Saved entries:

■ ■ ■ ■ ■

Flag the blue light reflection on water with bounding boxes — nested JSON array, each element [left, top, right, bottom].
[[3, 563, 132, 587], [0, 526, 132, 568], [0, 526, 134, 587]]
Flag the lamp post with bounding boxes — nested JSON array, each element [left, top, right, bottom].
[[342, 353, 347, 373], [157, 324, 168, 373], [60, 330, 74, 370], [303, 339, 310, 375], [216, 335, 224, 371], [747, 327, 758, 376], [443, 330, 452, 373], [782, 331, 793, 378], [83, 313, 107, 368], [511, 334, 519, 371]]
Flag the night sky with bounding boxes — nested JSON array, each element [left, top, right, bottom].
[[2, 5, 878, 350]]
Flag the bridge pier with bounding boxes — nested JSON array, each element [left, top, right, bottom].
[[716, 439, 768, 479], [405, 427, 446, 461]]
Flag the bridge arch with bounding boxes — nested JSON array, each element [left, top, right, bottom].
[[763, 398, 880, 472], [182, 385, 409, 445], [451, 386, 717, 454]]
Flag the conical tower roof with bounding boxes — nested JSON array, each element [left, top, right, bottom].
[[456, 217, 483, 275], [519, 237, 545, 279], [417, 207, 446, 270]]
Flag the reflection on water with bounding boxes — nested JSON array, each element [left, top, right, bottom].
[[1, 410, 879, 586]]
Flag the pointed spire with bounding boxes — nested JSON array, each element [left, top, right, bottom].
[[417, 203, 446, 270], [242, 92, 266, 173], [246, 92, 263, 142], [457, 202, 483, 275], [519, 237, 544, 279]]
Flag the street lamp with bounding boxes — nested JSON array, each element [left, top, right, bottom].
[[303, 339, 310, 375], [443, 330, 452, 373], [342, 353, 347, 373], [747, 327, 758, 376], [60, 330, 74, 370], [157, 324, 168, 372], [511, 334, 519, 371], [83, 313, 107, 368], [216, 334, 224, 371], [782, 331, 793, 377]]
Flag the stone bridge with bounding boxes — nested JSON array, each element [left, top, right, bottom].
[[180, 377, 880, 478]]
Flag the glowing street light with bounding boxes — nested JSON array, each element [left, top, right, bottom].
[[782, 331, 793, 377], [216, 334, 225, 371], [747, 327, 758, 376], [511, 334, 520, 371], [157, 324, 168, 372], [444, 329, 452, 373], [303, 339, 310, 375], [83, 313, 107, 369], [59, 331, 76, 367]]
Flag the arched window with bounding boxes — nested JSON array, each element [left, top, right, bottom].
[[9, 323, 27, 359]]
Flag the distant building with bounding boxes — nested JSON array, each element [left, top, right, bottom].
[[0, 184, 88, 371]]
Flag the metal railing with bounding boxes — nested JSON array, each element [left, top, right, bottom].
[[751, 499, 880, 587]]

■ ■ ■ ■ ■

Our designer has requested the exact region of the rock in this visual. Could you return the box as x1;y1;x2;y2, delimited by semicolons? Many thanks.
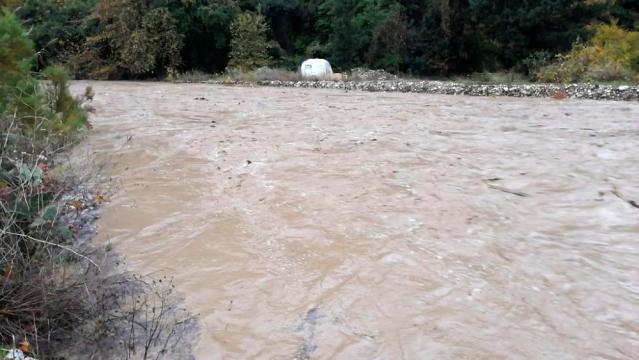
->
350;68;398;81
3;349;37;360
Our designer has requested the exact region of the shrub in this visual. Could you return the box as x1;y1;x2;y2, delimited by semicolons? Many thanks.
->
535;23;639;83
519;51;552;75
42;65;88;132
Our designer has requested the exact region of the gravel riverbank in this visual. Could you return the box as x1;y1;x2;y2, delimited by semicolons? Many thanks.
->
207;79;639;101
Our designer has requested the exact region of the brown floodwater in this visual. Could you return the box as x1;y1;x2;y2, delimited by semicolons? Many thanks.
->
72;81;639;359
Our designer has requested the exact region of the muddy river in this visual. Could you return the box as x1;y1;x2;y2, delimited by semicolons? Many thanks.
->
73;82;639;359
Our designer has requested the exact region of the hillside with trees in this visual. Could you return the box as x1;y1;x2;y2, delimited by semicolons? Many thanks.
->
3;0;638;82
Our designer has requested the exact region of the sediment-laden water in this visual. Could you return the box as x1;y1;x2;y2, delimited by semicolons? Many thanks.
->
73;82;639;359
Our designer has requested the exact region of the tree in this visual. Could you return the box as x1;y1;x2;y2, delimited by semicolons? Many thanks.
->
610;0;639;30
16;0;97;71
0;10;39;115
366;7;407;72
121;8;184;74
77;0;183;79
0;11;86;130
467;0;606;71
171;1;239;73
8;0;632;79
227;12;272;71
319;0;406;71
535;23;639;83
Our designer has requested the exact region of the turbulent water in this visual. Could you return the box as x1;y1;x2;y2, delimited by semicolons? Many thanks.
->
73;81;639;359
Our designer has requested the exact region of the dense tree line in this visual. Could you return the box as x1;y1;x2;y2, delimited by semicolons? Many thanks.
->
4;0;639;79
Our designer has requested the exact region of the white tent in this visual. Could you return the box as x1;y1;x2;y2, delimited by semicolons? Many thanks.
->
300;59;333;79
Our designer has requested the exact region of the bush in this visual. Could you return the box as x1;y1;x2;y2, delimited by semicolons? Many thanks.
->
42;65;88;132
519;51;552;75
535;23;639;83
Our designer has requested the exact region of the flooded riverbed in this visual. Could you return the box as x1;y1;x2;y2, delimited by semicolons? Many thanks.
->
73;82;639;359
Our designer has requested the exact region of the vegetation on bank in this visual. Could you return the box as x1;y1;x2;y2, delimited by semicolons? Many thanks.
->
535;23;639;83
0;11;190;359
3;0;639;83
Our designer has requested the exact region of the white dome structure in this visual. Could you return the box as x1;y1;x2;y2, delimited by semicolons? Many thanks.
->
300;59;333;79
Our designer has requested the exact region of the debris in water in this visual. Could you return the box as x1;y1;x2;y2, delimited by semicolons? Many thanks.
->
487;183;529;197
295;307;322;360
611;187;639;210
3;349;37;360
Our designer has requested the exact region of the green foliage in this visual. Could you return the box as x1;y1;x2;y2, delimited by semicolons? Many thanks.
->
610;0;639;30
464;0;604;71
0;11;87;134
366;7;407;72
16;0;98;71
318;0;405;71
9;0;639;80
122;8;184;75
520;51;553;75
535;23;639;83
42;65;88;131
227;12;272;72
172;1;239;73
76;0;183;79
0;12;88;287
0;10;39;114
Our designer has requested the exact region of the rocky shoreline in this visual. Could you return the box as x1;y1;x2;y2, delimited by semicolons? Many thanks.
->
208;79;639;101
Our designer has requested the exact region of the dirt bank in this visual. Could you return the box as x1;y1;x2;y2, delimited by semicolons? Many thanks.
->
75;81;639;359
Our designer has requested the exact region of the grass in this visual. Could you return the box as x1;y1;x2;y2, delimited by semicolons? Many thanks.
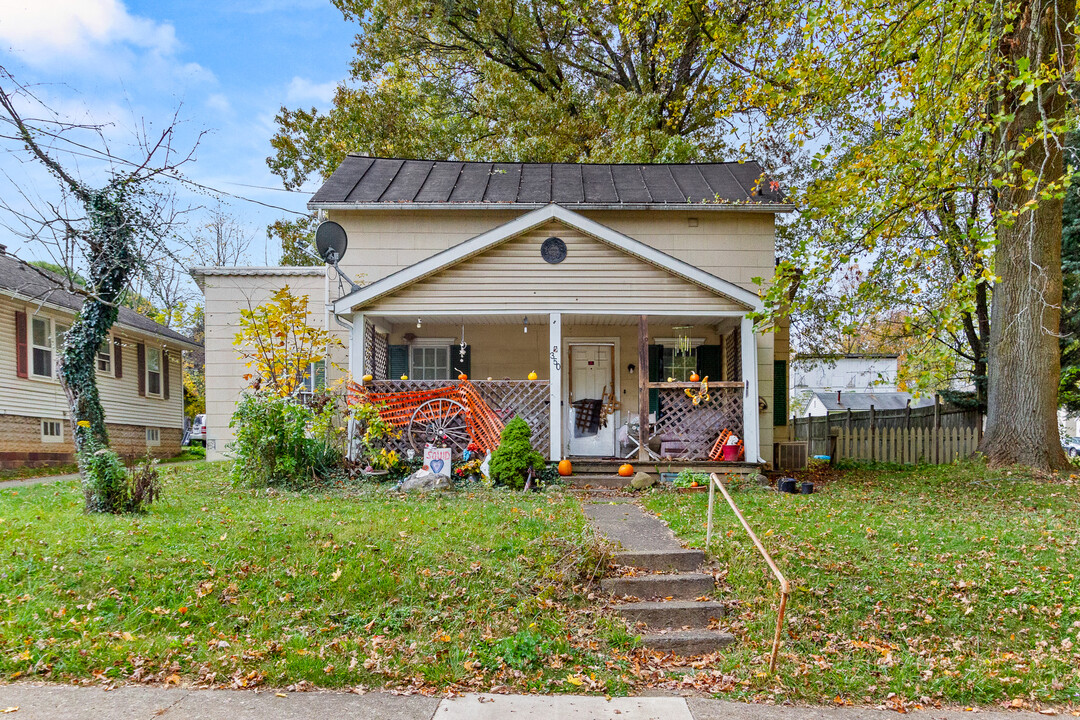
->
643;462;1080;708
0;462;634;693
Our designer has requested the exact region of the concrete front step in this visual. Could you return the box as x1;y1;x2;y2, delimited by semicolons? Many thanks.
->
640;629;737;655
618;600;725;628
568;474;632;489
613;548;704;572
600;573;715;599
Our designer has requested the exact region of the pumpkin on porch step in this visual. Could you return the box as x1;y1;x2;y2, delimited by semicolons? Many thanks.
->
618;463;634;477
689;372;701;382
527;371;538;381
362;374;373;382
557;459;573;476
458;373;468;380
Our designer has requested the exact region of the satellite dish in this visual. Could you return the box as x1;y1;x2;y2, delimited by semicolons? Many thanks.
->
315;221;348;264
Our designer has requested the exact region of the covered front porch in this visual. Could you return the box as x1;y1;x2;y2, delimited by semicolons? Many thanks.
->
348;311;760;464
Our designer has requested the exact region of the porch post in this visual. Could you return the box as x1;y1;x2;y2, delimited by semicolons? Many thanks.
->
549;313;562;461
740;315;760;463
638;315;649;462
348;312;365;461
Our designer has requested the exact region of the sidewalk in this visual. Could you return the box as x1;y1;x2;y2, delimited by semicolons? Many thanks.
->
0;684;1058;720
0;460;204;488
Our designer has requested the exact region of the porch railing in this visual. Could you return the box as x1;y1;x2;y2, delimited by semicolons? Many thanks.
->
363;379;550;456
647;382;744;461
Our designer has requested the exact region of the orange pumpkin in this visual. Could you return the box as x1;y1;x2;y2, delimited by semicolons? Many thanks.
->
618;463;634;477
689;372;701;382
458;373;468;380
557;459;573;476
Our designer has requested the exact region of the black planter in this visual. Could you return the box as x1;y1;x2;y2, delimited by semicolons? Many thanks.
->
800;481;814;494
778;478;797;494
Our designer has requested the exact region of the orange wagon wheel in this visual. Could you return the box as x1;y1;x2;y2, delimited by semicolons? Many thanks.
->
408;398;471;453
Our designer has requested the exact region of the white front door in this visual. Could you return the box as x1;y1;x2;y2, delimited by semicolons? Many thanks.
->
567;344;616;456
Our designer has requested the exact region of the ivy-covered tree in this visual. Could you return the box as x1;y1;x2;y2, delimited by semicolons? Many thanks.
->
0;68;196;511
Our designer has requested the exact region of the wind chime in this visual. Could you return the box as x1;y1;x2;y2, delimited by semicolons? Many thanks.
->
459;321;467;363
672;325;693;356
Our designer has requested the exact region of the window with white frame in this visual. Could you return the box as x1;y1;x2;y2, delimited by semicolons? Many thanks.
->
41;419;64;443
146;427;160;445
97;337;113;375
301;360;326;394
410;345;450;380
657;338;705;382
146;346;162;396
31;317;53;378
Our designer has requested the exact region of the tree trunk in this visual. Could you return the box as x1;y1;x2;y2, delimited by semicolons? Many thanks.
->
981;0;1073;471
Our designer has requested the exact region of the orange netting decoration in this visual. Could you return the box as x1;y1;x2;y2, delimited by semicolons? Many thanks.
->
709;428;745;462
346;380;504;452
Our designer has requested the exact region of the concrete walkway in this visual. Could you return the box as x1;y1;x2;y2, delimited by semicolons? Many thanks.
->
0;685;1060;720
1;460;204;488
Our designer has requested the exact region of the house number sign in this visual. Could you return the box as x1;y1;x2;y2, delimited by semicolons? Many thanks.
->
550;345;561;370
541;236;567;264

■ ■ ■ ■ ■

The answer should consist of every line above in which "covered" appears.

ANSWER BOX:
Our designer has requested the exact region of the covered front porch in this visual. Could you return the box as x1;y1;x2;y2, delimited by semicolons? Many thanks.
Our designer has requested the exact region of the ivy-covered tree in this visual. Could you return the box as x1;y1;x2;y2, delimited by semicolons? Many thanks.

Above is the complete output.